**Task item**
From the first line to the last, write out the data below exactly.
=-=-=-=-=
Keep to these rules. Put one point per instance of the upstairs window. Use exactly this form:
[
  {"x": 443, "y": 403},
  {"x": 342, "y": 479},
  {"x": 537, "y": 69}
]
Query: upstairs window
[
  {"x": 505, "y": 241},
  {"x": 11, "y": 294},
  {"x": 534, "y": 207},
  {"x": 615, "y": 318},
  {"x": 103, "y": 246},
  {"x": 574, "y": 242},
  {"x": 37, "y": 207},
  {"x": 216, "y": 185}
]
=-=-=-=-=
**Exercise answer**
Keep to these rules. Put one point per instance of the upstairs window. Use exactly this form:
[
  {"x": 443, "y": 403},
  {"x": 342, "y": 479},
  {"x": 537, "y": 69}
]
Query: upstairs window
[
  {"x": 505, "y": 241},
  {"x": 11, "y": 294},
  {"x": 534, "y": 207},
  {"x": 615, "y": 318},
  {"x": 103, "y": 246},
  {"x": 574, "y": 242},
  {"x": 37, "y": 207},
  {"x": 216, "y": 185}
]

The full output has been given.